[Opening SUPPLIED DATA section]

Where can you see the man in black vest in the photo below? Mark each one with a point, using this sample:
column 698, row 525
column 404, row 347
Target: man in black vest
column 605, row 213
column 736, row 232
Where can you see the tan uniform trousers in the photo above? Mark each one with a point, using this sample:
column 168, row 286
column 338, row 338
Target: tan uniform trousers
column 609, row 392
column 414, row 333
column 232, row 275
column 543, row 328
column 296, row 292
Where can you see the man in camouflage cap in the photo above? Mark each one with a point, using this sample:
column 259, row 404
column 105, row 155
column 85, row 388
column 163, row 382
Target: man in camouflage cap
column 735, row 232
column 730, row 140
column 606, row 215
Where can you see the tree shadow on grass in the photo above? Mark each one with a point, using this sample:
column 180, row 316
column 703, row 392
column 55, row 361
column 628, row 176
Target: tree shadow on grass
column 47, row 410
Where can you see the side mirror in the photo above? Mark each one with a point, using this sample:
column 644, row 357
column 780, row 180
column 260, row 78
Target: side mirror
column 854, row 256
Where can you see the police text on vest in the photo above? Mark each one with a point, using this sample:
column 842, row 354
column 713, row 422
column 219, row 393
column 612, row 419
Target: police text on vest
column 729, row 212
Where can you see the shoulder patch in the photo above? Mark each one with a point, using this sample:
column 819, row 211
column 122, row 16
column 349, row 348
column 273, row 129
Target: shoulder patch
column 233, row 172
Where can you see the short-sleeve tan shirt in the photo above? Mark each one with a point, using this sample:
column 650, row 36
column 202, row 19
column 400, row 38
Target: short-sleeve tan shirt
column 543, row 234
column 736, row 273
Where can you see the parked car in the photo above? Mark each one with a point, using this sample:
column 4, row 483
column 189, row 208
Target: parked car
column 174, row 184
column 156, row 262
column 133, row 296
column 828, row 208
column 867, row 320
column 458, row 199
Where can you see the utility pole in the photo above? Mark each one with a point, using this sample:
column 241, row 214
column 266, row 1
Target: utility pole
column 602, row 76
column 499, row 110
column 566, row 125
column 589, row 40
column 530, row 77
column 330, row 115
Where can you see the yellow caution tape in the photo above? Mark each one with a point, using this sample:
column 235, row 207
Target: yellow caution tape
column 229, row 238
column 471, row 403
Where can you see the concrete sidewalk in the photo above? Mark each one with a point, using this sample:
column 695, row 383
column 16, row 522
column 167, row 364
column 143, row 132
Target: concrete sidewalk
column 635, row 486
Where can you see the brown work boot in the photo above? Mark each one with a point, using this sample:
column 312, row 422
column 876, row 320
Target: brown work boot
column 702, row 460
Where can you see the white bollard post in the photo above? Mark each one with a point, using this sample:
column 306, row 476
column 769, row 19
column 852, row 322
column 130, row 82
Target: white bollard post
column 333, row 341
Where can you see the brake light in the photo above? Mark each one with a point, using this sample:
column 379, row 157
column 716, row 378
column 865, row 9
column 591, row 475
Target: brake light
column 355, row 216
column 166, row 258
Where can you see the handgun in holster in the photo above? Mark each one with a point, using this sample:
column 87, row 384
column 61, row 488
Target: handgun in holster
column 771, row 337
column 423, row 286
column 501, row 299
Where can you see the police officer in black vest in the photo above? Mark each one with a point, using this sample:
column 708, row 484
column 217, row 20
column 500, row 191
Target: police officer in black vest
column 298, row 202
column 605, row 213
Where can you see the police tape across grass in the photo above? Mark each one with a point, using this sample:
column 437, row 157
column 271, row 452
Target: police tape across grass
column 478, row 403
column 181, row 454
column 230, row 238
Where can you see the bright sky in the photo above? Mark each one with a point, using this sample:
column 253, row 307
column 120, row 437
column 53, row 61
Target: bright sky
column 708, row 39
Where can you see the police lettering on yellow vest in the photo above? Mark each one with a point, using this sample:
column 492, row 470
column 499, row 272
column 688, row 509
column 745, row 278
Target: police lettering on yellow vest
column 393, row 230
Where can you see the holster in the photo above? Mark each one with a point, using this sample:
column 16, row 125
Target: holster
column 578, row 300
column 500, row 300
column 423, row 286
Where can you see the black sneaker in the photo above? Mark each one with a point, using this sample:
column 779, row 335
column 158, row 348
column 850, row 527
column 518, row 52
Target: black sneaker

[Closing SUPPLIED DATA section]

YOUR TASK: What is needed is each line of the data, printed exactly.

ANSWER FOR THIS EXERCISE:
Where can you see the man in black vest in the photo below? Mark each one with a point, using this sample:
column 698, row 525
column 404, row 347
Target: man in black vest
column 605, row 213
column 736, row 232
Where can you see the tan uniform trousers in the photo above? Mark each one with a point, using this sample:
column 168, row 286
column 338, row 338
Target: tan uniform trousers
column 609, row 392
column 414, row 333
column 232, row 275
column 543, row 328
column 296, row 292
Where can you see the man in camouflage cap in the photo above? Mark each one with a point, using this sample:
column 259, row 404
column 105, row 155
column 85, row 388
column 163, row 382
Target: man in camouflage cap
column 735, row 232
column 730, row 140
column 606, row 215
Where can you see the tree shadow on grass in the photo above? Mark each one with a point, using this sample:
column 180, row 316
column 703, row 392
column 55, row 361
column 628, row 176
Target: tree shadow on grass
column 47, row 410
Where can you see the side mirror in the photo above? Mark each one with a point, using this sample:
column 644, row 357
column 780, row 180
column 260, row 78
Target: side mirror
column 854, row 256
Where can you see the police text on vest in the photo above? Mark each one with a point, using this sample:
column 842, row 354
column 713, row 422
column 219, row 393
column 612, row 419
Target: police text on vest
column 729, row 212
Where can you see the shoulder patch in the photo above? Mark each one with a point, using this sample:
column 819, row 211
column 122, row 16
column 349, row 348
column 273, row 129
Target: shoulder patch
column 233, row 172
Where can you see the short-sleeve tan shirt in the photo above? Mark each one with a point, using this sample:
column 650, row 36
column 202, row 19
column 400, row 38
Target: short-sleeve tan shirt
column 543, row 234
column 736, row 273
Where can you see the parked car in the photo above? Mark each one with a point, using this sample:
column 4, row 483
column 189, row 208
Target: parked car
column 174, row 184
column 156, row 262
column 133, row 296
column 828, row 208
column 867, row 320
column 458, row 199
Where can you see the utility pole in the photo above? Mark each one with a point, using this sample:
column 241, row 214
column 266, row 1
Target: utility pole
column 602, row 76
column 499, row 110
column 566, row 125
column 589, row 40
column 530, row 77
column 330, row 115
Where can you see the yellow caution tape in the photo above? Mark each one with a point, using this sample:
column 235, row 207
Target: yellow caution tape
column 229, row 238
column 471, row 403
Where can you see the concrete sidewalk in the photo above? Mark each one with a point, using this sample:
column 695, row 383
column 16, row 522
column 167, row 364
column 143, row 132
Target: concrete sidewalk
column 635, row 486
Where can you see the brown work boot in the photo above? Mark each one with a point, using this sample:
column 312, row 422
column 876, row 320
Target: brown work boot
column 702, row 460
Where can you see the white bollard post in the photo above? Mark each one with a point, using this sample:
column 306, row 476
column 769, row 19
column 852, row 322
column 130, row 82
Target: white bollard post
column 333, row 341
Where can you see the brake light in the photo above? Mark each one with a point, using this sample:
column 379, row 157
column 716, row 378
column 865, row 9
column 591, row 475
Target: brake light
column 355, row 216
column 166, row 258
Where can you see the handgun in holster in the photo above? Mark each one with a point, using this sample:
column 87, row 384
column 61, row 488
Target: handgun in holster
column 771, row 337
column 423, row 286
column 501, row 299
Where can you see the police officer in black vest in the photo above? Mark each one with a point, using this sample:
column 708, row 484
column 217, row 20
column 500, row 191
Target: police officer in black vest
column 298, row 202
column 605, row 213
Where can you see the police tape across grass in the photo above? Mark each one with a point, using this sample:
column 437, row 157
column 271, row 452
Target: police tape across grass
column 478, row 403
column 181, row 454
column 230, row 238
Where can you see the bright sky in the photo above? Mark each one with a point, using this sample:
column 253, row 307
column 120, row 437
column 53, row 61
Target: bright sky
column 708, row 39
Where can you see the police lettering on yellow vest in the photo above? Mark each one with a point, using this sample:
column 492, row 470
column 499, row 272
column 688, row 509
column 745, row 278
Target: police lettering on yellow vest
column 393, row 230
Where can you see the holster in the photo above? Mark each one with a point, using this sample:
column 16, row 125
Target: holster
column 578, row 300
column 500, row 300
column 423, row 286
Where can you see the black sneaker in the photo above? Mark each one with a point, using this sample:
column 779, row 335
column 158, row 348
column 850, row 527
column 518, row 52
Target: black sneaker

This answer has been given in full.